# [Problem description]
Collect every line of the data that contains the string "holding", matching case exactly.

Annotated coordinate records
====

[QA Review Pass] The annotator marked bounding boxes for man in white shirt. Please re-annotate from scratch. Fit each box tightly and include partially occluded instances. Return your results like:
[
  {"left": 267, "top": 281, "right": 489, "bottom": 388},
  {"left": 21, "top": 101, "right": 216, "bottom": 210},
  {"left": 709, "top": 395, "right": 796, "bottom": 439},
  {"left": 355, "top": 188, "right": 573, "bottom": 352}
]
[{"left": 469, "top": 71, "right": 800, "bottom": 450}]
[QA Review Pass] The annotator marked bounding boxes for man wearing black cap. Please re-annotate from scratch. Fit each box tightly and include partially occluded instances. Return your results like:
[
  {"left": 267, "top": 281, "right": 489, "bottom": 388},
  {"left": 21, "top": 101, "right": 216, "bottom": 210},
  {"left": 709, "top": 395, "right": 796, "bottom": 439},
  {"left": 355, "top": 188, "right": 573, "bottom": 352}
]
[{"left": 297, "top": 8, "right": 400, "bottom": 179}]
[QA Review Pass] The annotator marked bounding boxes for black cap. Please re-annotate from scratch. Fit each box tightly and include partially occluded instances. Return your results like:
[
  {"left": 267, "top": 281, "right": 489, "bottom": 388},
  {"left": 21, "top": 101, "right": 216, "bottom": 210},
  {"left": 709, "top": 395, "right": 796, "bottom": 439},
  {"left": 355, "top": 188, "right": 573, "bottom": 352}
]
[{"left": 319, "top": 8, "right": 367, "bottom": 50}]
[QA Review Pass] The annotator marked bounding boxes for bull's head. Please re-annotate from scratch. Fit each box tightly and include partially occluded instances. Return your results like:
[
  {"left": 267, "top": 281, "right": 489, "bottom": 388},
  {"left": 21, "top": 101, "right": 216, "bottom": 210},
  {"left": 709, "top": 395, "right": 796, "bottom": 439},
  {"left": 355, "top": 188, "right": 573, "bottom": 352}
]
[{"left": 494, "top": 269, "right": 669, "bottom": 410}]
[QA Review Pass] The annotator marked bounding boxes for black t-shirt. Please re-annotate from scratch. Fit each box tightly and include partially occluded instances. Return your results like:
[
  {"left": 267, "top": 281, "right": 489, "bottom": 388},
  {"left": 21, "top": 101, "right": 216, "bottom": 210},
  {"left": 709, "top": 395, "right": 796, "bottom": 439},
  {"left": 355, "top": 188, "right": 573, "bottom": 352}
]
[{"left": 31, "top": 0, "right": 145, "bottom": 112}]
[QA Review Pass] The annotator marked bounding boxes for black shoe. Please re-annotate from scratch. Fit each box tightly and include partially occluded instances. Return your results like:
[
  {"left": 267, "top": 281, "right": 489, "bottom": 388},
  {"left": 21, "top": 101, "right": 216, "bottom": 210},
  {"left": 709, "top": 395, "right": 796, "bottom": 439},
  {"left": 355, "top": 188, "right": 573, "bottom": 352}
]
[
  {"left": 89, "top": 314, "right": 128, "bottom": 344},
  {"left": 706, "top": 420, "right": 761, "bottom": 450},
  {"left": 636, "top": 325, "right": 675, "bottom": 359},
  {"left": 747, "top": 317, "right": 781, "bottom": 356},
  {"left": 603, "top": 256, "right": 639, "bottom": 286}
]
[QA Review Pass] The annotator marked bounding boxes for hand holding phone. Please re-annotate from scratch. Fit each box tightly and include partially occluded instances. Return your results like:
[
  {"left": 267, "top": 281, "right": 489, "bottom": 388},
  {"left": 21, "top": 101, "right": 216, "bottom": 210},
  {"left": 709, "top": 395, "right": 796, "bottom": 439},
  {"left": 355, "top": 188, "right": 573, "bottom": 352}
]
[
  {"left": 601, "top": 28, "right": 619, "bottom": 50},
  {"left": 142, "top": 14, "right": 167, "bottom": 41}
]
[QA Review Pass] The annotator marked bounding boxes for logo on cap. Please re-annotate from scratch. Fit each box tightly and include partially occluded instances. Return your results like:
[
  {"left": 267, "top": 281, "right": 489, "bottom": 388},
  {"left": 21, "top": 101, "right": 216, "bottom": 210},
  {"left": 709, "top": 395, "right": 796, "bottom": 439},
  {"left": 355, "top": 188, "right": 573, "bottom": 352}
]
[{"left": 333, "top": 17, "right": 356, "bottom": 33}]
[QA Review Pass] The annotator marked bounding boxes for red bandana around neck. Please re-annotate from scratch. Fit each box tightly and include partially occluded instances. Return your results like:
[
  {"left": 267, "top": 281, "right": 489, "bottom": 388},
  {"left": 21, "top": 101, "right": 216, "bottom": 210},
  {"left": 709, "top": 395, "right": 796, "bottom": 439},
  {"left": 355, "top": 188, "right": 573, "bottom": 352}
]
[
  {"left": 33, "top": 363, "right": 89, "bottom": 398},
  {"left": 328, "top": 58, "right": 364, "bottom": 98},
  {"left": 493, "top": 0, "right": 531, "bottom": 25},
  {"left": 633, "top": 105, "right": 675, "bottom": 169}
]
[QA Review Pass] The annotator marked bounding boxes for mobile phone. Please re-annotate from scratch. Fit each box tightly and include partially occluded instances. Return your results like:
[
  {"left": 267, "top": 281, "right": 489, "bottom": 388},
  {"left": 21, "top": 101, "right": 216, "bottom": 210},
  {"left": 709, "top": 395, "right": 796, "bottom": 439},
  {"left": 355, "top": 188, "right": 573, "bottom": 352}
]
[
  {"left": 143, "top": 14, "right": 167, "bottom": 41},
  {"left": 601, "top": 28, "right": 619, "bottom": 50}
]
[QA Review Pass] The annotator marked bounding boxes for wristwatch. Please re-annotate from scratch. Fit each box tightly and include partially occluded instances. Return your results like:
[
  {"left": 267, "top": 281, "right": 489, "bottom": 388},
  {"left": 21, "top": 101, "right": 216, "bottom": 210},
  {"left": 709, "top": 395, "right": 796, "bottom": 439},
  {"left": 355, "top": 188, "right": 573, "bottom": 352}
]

====

# [Answer in full]
[QA Review Pass] The annotator marked bounding boxes for hand holding phone. Please re-annotate from scratch. Fit each box tightly and include partially occluded instances. Return your results like:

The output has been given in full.